- Qué entregar
Escala los ítems comenzando por la línea que contiene "of the curved" y siguiendo hasta el final de los ítems, ambos extremos incluidos. Reescribe solo esas líneas, enunciados incluidos, y multiplica por 2,45 cada coordenada de las respuestas, redondeando al entero más cercano con los medios hacia arriba.

- Ítems mostrados
====

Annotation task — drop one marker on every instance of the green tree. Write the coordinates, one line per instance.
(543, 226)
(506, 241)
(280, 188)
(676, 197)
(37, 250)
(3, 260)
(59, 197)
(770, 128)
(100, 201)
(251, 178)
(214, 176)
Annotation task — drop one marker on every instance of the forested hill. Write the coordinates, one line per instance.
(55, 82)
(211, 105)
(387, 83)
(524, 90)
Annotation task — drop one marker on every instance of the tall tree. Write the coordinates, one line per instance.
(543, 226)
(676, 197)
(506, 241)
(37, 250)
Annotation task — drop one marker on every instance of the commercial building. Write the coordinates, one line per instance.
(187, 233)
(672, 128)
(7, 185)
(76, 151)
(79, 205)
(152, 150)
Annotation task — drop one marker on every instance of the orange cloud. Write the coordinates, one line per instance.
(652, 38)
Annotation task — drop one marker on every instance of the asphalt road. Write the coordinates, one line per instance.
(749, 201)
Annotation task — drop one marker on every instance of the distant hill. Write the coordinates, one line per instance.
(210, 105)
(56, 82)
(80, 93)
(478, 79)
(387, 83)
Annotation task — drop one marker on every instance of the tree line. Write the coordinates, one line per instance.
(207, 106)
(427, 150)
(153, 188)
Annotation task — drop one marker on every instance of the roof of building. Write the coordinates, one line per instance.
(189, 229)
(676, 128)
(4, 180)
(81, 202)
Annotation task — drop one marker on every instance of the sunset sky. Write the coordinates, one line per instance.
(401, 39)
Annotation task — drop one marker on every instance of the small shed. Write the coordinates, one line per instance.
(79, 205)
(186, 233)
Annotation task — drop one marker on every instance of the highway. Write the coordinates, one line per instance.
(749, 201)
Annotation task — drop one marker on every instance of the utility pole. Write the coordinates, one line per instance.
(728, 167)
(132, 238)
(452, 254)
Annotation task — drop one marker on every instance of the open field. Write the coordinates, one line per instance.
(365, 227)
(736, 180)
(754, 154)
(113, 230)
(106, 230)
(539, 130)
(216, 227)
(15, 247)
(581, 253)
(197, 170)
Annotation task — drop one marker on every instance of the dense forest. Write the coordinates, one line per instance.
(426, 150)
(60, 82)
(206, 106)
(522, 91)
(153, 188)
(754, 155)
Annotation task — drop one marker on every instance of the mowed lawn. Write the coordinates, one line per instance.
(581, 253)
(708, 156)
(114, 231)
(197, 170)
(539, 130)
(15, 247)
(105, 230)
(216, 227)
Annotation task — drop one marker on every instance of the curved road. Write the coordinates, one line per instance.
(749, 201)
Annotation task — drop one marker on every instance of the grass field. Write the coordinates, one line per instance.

====

- Respuesta escrita
Annotation task — drop one marker on every instance of the curved road. Write the coordinates, one line per instance.
(1835, 492)
Annotation task — drop one marker on every instance of the grass field. Write the coordinates, one line per instance.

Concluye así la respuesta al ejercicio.